_Problem:_
Copy all of the material below word for word, omitting the pictures.

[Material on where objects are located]
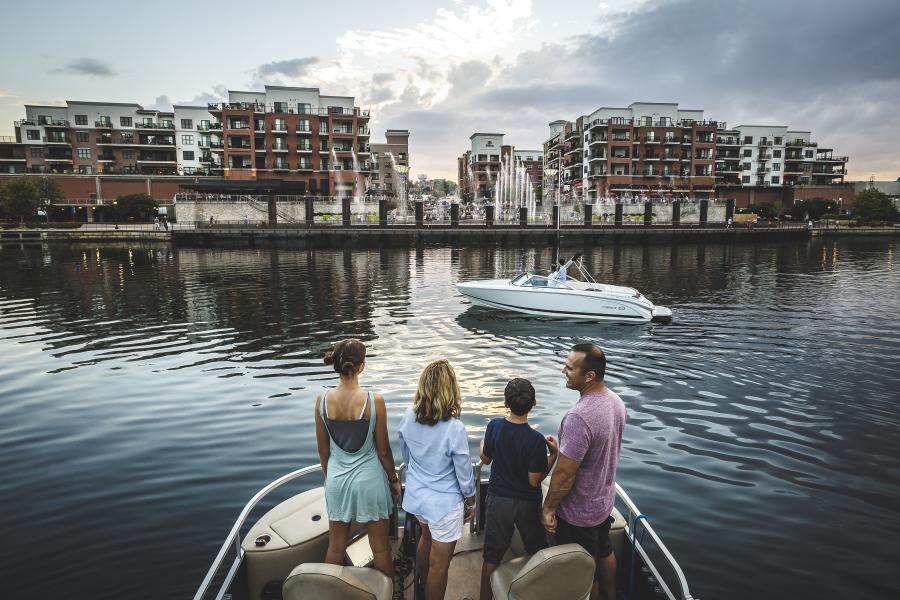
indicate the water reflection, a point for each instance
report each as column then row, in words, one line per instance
column 151, row 390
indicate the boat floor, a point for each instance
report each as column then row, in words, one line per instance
column 464, row 576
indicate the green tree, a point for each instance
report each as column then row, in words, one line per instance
column 20, row 199
column 135, row 207
column 874, row 205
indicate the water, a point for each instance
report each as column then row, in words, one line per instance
column 148, row 393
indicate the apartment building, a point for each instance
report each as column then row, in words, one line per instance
column 490, row 166
column 765, row 155
column 659, row 149
column 647, row 148
column 391, row 162
column 289, row 133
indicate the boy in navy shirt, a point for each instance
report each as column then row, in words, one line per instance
column 519, row 462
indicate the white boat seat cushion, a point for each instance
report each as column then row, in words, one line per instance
column 332, row 582
column 562, row 572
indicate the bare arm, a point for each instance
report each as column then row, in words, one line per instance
column 484, row 457
column 560, row 485
column 535, row 478
column 383, row 446
column 323, row 443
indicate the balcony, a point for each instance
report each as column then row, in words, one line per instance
column 47, row 122
column 150, row 125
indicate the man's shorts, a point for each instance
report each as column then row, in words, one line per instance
column 448, row 528
column 593, row 539
column 503, row 516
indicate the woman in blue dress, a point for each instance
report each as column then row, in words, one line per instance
column 352, row 440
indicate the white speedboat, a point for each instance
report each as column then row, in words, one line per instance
column 546, row 296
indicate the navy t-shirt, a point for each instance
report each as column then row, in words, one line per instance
column 514, row 449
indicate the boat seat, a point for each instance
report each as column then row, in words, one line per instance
column 562, row 572
column 333, row 582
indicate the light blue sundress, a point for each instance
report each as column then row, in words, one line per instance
column 356, row 488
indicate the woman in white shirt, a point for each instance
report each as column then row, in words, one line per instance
column 440, row 484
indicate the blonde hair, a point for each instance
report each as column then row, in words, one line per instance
column 438, row 397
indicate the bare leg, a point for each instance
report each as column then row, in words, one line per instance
column 438, row 566
column 423, row 550
column 486, row 569
column 381, row 546
column 338, row 532
column 607, row 568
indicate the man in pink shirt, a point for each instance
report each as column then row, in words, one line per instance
column 578, row 506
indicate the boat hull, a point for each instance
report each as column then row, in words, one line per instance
column 558, row 303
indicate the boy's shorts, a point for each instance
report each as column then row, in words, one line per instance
column 505, row 515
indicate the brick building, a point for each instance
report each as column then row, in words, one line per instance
column 491, row 168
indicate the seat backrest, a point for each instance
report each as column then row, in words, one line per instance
column 562, row 572
column 325, row 582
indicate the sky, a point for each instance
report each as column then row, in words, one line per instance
column 446, row 69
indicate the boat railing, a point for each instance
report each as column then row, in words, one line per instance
column 235, row 533
column 635, row 521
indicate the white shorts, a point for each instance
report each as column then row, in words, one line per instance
column 448, row 528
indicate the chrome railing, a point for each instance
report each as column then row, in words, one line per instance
column 234, row 535
column 635, row 516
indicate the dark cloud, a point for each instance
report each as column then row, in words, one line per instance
column 86, row 66
column 295, row 67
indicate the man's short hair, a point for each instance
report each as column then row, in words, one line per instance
column 519, row 395
column 594, row 360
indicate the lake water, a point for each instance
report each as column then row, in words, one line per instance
column 147, row 393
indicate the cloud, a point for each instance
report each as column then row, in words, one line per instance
column 294, row 68
column 86, row 66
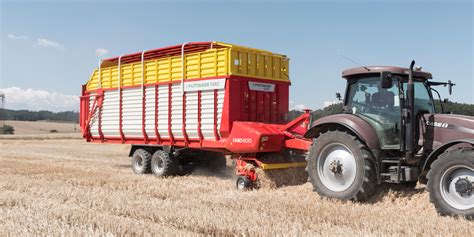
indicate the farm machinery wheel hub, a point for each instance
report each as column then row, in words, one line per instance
column 464, row 187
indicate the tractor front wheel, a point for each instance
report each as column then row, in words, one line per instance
column 340, row 166
column 451, row 183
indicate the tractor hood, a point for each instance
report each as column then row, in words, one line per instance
column 441, row 128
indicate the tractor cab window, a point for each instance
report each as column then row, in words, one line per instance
column 378, row 106
column 423, row 101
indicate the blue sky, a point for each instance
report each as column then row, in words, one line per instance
column 50, row 47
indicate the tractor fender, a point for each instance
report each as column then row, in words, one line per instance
column 351, row 122
column 438, row 151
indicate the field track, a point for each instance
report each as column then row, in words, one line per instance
column 70, row 187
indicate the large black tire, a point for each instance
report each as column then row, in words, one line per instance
column 243, row 183
column 451, row 167
column 356, row 181
column 141, row 160
column 164, row 164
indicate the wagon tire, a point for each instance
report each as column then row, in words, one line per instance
column 340, row 166
column 164, row 164
column 141, row 160
column 448, row 183
column 243, row 183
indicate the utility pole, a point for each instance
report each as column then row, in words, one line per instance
column 2, row 106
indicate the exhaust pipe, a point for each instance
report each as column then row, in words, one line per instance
column 410, row 126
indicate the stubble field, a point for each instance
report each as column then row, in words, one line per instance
column 70, row 187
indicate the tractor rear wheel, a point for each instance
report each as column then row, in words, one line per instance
column 164, row 164
column 340, row 166
column 141, row 159
column 451, row 183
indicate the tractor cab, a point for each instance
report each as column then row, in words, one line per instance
column 380, row 101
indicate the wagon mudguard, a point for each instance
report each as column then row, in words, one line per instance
column 434, row 154
column 353, row 123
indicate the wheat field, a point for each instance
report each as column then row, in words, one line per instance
column 70, row 187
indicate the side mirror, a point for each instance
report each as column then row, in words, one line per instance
column 450, row 87
column 386, row 80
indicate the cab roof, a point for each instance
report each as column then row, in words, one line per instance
column 378, row 69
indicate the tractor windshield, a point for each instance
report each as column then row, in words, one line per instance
column 379, row 107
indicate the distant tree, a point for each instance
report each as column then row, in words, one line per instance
column 7, row 129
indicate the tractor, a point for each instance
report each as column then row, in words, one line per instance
column 390, row 133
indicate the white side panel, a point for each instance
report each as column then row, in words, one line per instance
column 192, row 114
column 163, row 111
column 110, row 113
column 150, row 112
column 94, row 124
column 132, row 112
column 177, row 111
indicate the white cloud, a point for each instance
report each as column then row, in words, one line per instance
column 30, row 99
column 328, row 103
column 17, row 37
column 100, row 52
column 49, row 44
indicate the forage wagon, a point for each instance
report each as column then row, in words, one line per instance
column 179, row 104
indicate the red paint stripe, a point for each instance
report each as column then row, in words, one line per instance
column 193, row 143
column 200, row 79
column 216, row 135
column 157, row 134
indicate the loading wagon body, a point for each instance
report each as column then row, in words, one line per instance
column 206, row 95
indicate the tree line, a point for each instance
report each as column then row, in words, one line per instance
column 71, row 116
column 26, row 115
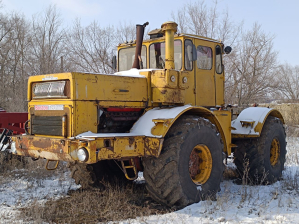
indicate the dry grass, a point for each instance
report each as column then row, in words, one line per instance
column 118, row 202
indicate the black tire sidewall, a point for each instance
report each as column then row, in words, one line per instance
column 206, row 136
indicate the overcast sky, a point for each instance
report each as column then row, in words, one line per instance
column 278, row 17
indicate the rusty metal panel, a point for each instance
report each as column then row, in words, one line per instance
column 121, row 147
column 48, row 148
column 110, row 87
column 46, row 125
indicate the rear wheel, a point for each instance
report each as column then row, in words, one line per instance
column 190, row 166
column 262, row 159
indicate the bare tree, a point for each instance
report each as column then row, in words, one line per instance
column 288, row 81
column 91, row 48
column 47, row 42
column 252, row 67
column 197, row 18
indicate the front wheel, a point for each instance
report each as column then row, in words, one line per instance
column 190, row 166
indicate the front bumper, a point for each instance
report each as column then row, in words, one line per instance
column 100, row 148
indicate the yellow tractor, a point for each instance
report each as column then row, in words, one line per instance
column 162, row 113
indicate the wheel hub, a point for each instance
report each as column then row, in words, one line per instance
column 274, row 152
column 200, row 164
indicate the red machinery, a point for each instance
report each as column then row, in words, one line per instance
column 11, row 124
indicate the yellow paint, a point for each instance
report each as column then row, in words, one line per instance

_The reply:_
indicate the water reflection, a point for each instance
report each as column then row, in words, one line per instance
column 151, row 390
indicate the boat floor, a point for each instance
report each as column then row, in words, one line per instance
column 464, row 576
indicate the green tree, a point for each instance
report each as column then row, in words, one line per instance
column 20, row 199
column 135, row 207
column 874, row 205
indicate the water, a point for each instance
report each as column then row, in words, one line per instance
column 148, row 393
indicate the apartment building, a point for each instance
report each as column then row, in words, one line per instance
column 490, row 166
column 765, row 155
column 659, row 149
column 647, row 148
column 391, row 162
column 289, row 133
indicate the boy in navy shirt, a point for each instance
report each as column then row, in words, one line per instance
column 519, row 462
indicate the white boat seat cushion, a point for each instance
report each as column then row, in words, one line per instance
column 332, row 582
column 562, row 572
indicate the bare arm, a point for each instance
report each as column then row, in words, one line per instance
column 484, row 457
column 560, row 485
column 535, row 478
column 383, row 446
column 323, row 443
indicate the balcony, a point for each instance
report each as column then row, in words, one line per instance
column 47, row 122
column 150, row 125
indicate the man's shorts, a point for each instance
report each as column then row, in words, one line per instance
column 448, row 528
column 593, row 539
column 503, row 516
indicate the woman in blue dress, a point for each instance
report each as column then row, in words, one line per instance
column 352, row 440
indicate the white speedboat, a point for each instance
report each as column then row, in words, one line per instance
column 546, row 296
indicate the navy t-shirt, a point for each instance
report each as column then row, in words, one line per instance
column 514, row 449
indicate the boat seat, a point for each instance
report each as column then row, in words, one line per instance
column 562, row 572
column 333, row 582
indicate the light blue sundress, a point for each instance
report each as column then row, in words, one line per instance
column 356, row 488
indicate the woman in white shirt, a point for each instance
report each as column then row, in words, one line per instance
column 440, row 484
indicate the blonde hair, a point for each instance
report each as column then row, in words, one line per instance
column 438, row 397
indicate the bare leg, a point for each instance
report each as column then row, in words, one line per instance
column 438, row 566
column 423, row 550
column 486, row 569
column 381, row 546
column 338, row 532
column 607, row 568
indicate the man in pink shirt, a point for each instance
report each as column then row, in words, one line per instance
column 578, row 506
indicate the boat hull, a point for each instance
report each as column then row, in words, one line per instance
column 558, row 303
indicate the boy's shorts, a point for each instance
report each as column then row, in words, one line per instance
column 505, row 515
indicate the brick building, a point for each instance
report each as column then row, in words, one line per instance
column 491, row 168
indicate the seat backrest, a point for each instance
report each as column then row, in words, one line per instance
column 562, row 572
column 325, row 582
indicate the sky, a point for each instance
report each as column then row, in words, one line per instance
column 446, row 69
indicate the boat railing, a point for each instance
report each as column then row, in words, one line per instance
column 235, row 533
column 635, row 521
indicate the white shorts, a point for each instance
report each as column then row, in words, one line per instance
column 448, row 528
indicate the chrome railing, a point for each instance
report each as column then row, in words, one line per instance
column 234, row 535
column 635, row 516
indicate the dark cloud, a point for each instance
report each as column then row, in words, one line per instance
column 86, row 66
column 295, row 67
indicate the man's short hair, a point for each instance
report each as column then row, in words, one line per instance
column 519, row 395
column 594, row 360
indicate the lake water, a point for each instance
report each as column then row, in words, one line per instance
column 147, row 393
indicate the cloud, a point for each instance
report each as column then row, in words, one line per instance
column 294, row 68
column 86, row 66
indicate the farm machinery wheel hub, a point for each instance
report each as column then row, in words, one line per instance
column 464, row 187
indicate the tractor front wheel, a point for each instance
report each as column then row, in words, one line per instance
column 340, row 166
column 451, row 183
indicate the tractor hood, a point for each instance
report each as column then row, in words, one line per instance
column 441, row 128
indicate the tractor cab window, a point for each instance
report each as column then row, in words, one line per instance
column 378, row 106
column 423, row 101
indicate the blue sky, a point for each instance
report each as column then row, in words, one line per instance
column 50, row 47
indicate the tractor fender, a point for each instance
report each as column then row, in words, one line per instance
column 351, row 122
column 438, row 151
indicate the field track, a point for each instance
report each as column then row, in words, one line per instance
column 70, row 187
indicate the large black tire, a point for each instance
report each as column then row, in words, one line per instance
column 243, row 183
column 451, row 167
column 356, row 181
column 141, row 160
column 164, row 164
indicate the wagon tire, a point for each instance
report each as column then row, in words, one line per instance
column 340, row 166
column 164, row 164
column 141, row 160
column 448, row 183
column 243, row 183
indicate the utility pole, a point for each instance
report each as column then row, in words, one line per instance
column 2, row 106
indicate the exhaust pipe, a point for each instance
report each as column then row, in words, one line per instance
column 410, row 126
indicate the stubble field, a point for each instance
report each as column then row, in words, one line per instance
column 70, row 187
indicate the tractor rear wheel, a point for each instance
report each as column then row, in words, one line per instance
column 164, row 164
column 340, row 166
column 141, row 159
column 451, row 183
indicate the tractor cab, a point for each instance
report each as column then row, in words, one line per instance
column 380, row 101
indicate the wagon mudguard, a point for each instance
report each as column then row, in words, one line per instance
column 434, row 154
column 353, row 123
indicate the wheat field, a point for each instance
report each as column then row, in words, one line per instance
column 70, row 187
indicate the side mirror, a point for each instance
report each as column then row, in words, one line per instance
column 450, row 87
column 386, row 80
indicate the cab roof, a point for each instance
report each as column then row, in words, one line per instance
column 378, row 69
indicate the tractor windshield, a point for each instance
report each as column then row, in words, one line per instance
column 379, row 107
indicate the distant tree, a point for each instance
report each as column then row, in words, one line per instance
column 7, row 129
indicate the tractor, a point for each instance
report each as column then row, in words, one line per instance
column 390, row 133
indicate the white side panel, a point for each instance
report each as column then row, in words, one line per instance
column 192, row 114
column 163, row 111
column 110, row 113
column 150, row 112
column 94, row 124
column 132, row 112
column 177, row 111
indicate the white cloud, a point for each instance
report each as column then row, in words, one line per instance
column 30, row 99
column 328, row 103
column 17, row 37
column 100, row 52
column 49, row 44
indicate the forage wagon, a point for each instance
report each as column then row, in words, one line per instance
column 179, row 104
indicate the red paint stripe, a point for each instance
report each as column then row, in words, one line per instance
column 193, row 143
column 200, row 79
column 216, row 135
column 157, row 134
indicate the loading wagon body, a point for each instance
report each as column then row, in words, one line per instance
column 206, row 95
indicate the tree line, a point for each instance
report each as column then row, in words, one line per instance
column 71, row 116
column 26, row 115
indicate the dry grass, a point for each instance
report each as column then row, in words, one line per instance
column 118, row 202
indicate the black tire sidewall, a point for each instance
report each as column then row, in words, one line per instance
column 206, row 136
indicate the overcast sky, a point for each instance
report each as column then row, in words, one line per instance
column 278, row 17
indicate the rusty metal panel, a point for each instance
report each as column then row, in words, one line per instance
column 121, row 147
column 48, row 148
column 110, row 87
column 46, row 125
indicate the rear wheel, a point for each instance
report each as column then row, in words, one line per instance
column 190, row 166
column 262, row 159
indicate the bare tree, a point for each instance
report each as column then row, in words, one line per instance
column 288, row 81
column 91, row 48
column 47, row 42
column 252, row 67
column 197, row 18
indicate the front wheel, a point for each instance
report each as column then row, in words, one line per instance
column 190, row 166
indicate the front bumper, a point for each instance
report each as column then row, in words, one line per instance
column 100, row 148
indicate the yellow tractor, a point for each instance
report each as column then row, in words, one line per instance
column 162, row 113
indicate the wheel hub, a point for each instance
report each as column then row, in words, one line per instance
column 274, row 152
column 200, row 164
indicate the red machinery, a point for each instance
report each as column then row, in words, one line per instance
column 11, row 124
indicate the yellow paint, a point for each instance
report each as column then row, in words, one line per instance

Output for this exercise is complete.